── ENTRIES PROVIDED

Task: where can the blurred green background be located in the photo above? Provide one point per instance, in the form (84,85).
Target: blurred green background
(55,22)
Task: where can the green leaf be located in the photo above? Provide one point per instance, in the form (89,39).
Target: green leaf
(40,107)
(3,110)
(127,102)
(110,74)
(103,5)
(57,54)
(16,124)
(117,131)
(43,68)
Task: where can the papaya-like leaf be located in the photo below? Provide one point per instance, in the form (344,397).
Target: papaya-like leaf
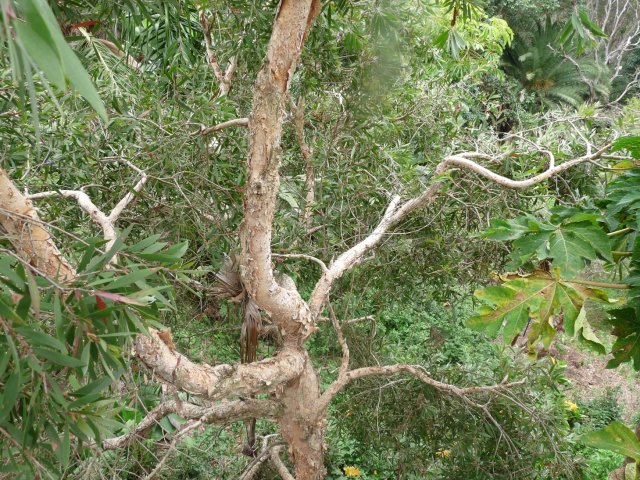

────

#### AIM
Reproduce every line of the entries above verbatim, omitting the pictures.

#### WRITTEN ANSWER
Task: where can the blurred green background be located in the photo above? Provide one point per instance, in the form (84,85).
Target: blurred green background
(55,22)
Task: where can the green leaf be located in the photo above? Provide one point per instance, in the form (89,39).
Target: green leaf
(40,107)
(3,110)
(127,102)
(110,74)
(103,5)
(57,54)
(16,124)
(117,131)
(43,68)
Task: where can the papaya-like leaf be located in the photo below? Provide one point per instance, in the form (344,397).
Target: papaya-like leaf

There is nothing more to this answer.